* Excerpt to read:

....................

Slide 6.1This is how his liver and spleen would appear. The shrunken, nodular appearance of the liver and the enlarged spleen are both seen in the abdominal MRI scan below.
Slide 6.2There is portal fibrosis and marked macrovesicular steatosis (fatty change) at low power.
Slide 6.3There are nodules of regenerating hepatocytes surrounded by dense fibrous bands seen here microscopically at low power.
Slide 6.4At high magnification, globular eosinophilic material is seen in some hepatocytes.
Questions: • What is the diagnosis? What do the clear vacuoles in the hepatocytes represent? What is the clumped eosinophilic material seen in some of the swollen hepatocytes? • What is the probable etiology? • Correlate the clinical and laboratory findings in this patient. • What are potential complications of this disease?
CASE 6: Alcoholic Liver Disease • What is the diagnosis? What do the clear vacuoles in the hepatocytes represent? What is the clumped eosinophilic material seen in some of the swollen hepatocytes? This is cirrhosis. It can be further classified as a micronodular cirrhosis on the basis of the size of the nodules (<5 mm). The vacuoles are of fat from fatty change. The clumped eosinophilic material is Mallory's hyaline. • What is the probable etiology? Given the above findings, the most probable etiology is alcoholism. • Correlate the clinical and laboratory findings in this patient. Patients with cirrhosis can develop portal hypertension with esophageal varices, which may explain the hematemesis. Liver failure from cirrhosis can lead to hypoalbuminemia, hypoprothrombinemia, and ascites. • What are potential complications of this disease? Complications leading to morbidity and mortality include gastrointestinal hemorrhage, hepatic coma, infection (pneumonia, peritonitis), renal failure with hepatorenal syndrome, and hepatocellular carcinoma.

....................

* Required action:
Which complications leading to morbidity and mortality does the excerpt on alcoholic liver disease list? Answer from the excerpt alone, without outside knowledge.

* Supplied material:
....................

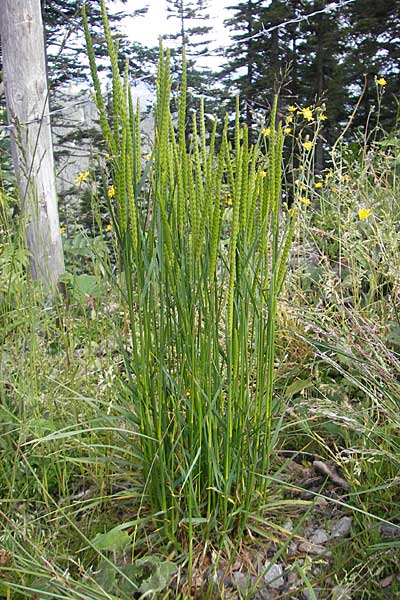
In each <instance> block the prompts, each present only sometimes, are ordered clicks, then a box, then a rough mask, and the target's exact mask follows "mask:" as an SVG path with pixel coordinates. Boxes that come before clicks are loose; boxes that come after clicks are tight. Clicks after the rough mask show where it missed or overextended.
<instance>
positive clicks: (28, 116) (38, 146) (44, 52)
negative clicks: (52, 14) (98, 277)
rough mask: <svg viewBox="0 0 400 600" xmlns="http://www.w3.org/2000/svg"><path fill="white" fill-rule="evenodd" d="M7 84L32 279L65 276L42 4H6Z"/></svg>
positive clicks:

....................

* Task solution:
- Gastrointestinal hemorrhage
- Hepatic coma
- Infection (pneumonia, peritonitis)
- Renal failure with hepatorenal syndrome
- Hepatocellular carcinoma